• [Data to examine]:
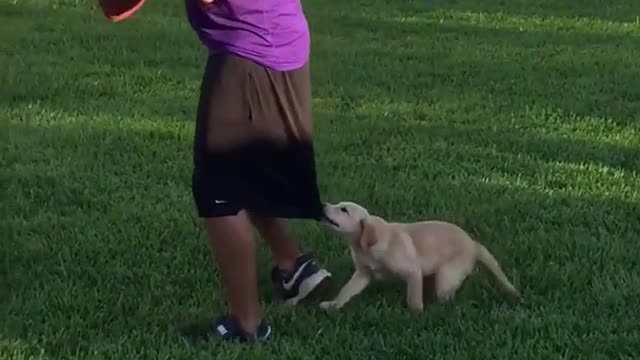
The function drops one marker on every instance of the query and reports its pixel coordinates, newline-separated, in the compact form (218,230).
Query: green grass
(519,120)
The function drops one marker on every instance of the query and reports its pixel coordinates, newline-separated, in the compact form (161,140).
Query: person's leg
(283,245)
(233,247)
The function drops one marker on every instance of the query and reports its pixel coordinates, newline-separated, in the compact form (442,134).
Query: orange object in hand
(118,10)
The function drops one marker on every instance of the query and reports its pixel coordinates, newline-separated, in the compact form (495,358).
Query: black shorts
(253,147)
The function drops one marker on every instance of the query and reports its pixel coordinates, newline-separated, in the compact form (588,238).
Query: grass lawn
(519,120)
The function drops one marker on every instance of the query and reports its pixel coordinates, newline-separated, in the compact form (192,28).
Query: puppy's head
(345,218)
(355,223)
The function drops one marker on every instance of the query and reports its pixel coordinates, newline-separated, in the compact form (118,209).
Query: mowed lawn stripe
(519,121)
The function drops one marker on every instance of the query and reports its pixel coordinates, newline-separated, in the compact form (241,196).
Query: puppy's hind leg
(414,291)
(449,278)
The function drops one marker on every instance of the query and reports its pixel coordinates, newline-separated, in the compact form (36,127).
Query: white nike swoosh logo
(289,284)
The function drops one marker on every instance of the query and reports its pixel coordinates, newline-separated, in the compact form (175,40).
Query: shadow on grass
(154,65)
(620,11)
(99,250)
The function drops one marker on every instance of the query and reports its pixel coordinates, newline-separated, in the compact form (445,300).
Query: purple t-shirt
(273,33)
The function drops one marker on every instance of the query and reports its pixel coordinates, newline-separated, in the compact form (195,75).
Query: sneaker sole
(314,282)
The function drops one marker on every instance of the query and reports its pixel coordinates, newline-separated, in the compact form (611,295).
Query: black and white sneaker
(225,328)
(306,280)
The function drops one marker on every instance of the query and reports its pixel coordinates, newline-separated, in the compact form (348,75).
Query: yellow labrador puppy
(411,251)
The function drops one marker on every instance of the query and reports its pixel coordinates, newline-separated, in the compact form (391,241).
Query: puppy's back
(439,239)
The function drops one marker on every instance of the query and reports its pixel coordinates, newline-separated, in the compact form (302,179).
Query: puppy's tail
(485,257)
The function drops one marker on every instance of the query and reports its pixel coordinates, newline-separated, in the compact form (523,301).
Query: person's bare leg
(283,245)
(234,250)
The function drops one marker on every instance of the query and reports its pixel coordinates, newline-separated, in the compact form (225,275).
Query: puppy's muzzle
(326,218)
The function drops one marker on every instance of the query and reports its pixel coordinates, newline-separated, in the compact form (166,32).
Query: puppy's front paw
(329,305)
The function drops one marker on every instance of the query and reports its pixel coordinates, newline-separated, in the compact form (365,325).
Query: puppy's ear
(368,234)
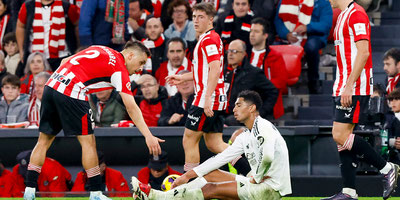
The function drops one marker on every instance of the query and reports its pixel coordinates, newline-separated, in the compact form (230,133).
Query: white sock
(351,192)
(386,169)
(199,182)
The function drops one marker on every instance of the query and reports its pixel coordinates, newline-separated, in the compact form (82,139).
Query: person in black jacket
(175,109)
(239,75)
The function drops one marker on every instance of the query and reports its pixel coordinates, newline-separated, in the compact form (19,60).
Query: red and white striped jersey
(91,70)
(209,48)
(352,25)
(257,58)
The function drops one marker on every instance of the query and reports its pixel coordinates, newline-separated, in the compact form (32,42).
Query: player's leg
(190,144)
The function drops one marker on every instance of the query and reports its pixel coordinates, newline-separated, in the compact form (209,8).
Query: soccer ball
(167,182)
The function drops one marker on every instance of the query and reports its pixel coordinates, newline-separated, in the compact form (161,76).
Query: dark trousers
(311,48)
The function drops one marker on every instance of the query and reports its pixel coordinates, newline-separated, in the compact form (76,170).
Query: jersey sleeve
(210,48)
(121,82)
(359,24)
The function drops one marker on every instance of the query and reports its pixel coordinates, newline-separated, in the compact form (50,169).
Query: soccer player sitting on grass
(265,149)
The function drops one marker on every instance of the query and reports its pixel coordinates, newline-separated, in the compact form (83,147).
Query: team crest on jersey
(61,78)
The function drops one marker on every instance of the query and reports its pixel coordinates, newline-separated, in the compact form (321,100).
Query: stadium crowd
(36,35)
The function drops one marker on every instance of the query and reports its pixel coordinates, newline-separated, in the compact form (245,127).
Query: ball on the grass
(167,182)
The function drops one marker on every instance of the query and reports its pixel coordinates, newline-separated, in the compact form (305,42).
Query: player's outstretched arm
(137,117)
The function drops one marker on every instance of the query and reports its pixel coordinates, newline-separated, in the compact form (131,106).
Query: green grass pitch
(128,198)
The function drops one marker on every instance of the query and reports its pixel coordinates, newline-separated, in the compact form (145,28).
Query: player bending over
(265,149)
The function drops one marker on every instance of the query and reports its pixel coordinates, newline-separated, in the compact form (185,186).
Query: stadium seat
(292,55)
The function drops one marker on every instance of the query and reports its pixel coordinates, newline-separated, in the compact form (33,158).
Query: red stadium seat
(292,55)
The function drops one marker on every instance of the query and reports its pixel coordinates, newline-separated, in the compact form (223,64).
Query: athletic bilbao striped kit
(65,103)
(352,26)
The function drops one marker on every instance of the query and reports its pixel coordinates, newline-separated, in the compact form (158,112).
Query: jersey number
(90,54)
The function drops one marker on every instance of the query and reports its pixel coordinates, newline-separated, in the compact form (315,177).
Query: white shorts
(249,191)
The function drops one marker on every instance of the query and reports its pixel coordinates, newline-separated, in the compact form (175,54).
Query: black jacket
(174,105)
(248,77)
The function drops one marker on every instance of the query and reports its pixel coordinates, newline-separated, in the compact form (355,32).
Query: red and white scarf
(392,82)
(296,12)
(3,26)
(34,111)
(257,58)
(57,29)
(157,5)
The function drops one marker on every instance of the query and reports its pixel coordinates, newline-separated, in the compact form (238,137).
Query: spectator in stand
(175,109)
(35,64)
(53,178)
(5,181)
(176,62)
(5,24)
(392,124)
(262,8)
(391,65)
(106,108)
(156,171)
(235,24)
(13,105)
(138,17)
(112,180)
(3,70)
(151,102)
(269,60)
(10,46)
(34,105)
(240,75)
(99,25)
(47,26)
(307,25)
(156,42)
(182,26)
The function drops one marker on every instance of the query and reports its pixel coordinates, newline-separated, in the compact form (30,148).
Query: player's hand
(291,38)
(301,30)
(346,97)
(174,79)
(208,107)
(153,145)
(179,181)
(175,118)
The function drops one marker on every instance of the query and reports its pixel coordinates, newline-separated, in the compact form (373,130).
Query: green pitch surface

• [What is required]: Look through the data above and return exactly the lines from the one that contains "Query: white shorts" to the one that contains "compact form (238,137).", inclusive, with nothing else.

• [Result of the exercise]:
Query: white shorts
(249,191)
The function drops one marker on every instance of the query and reports its pixel coordinates, newline-separated, in the compact form (175,54).
Query: black jacket
(174,105)
(248,77)
The function drops one marker on every instance of the query and reports its pixel coordinates, newline-separated, in the compact form (355,32).
Query: red and white scarf
(392,82)
(296,12)
(3,26)
(34,111)
(257,58)
(57,29)
(157,5)
The function drops one marker on every instance of the query and reports its pixel coordinates, newline-separated, in the compact form (238,137).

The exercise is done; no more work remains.